---------- EXCERPTED DATA ----------

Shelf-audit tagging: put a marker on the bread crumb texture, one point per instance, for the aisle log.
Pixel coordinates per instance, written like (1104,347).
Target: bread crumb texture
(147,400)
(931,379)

----------

The goal is a faithful transcription of every entry above.

Shelf-audit tagging: put a marker on the bread crumb texture, one point per instance, for the aisle log.
Pixel coordinates per instance, written like (1104,347).
Target: bread crumb texture
(147,400)
(931,379)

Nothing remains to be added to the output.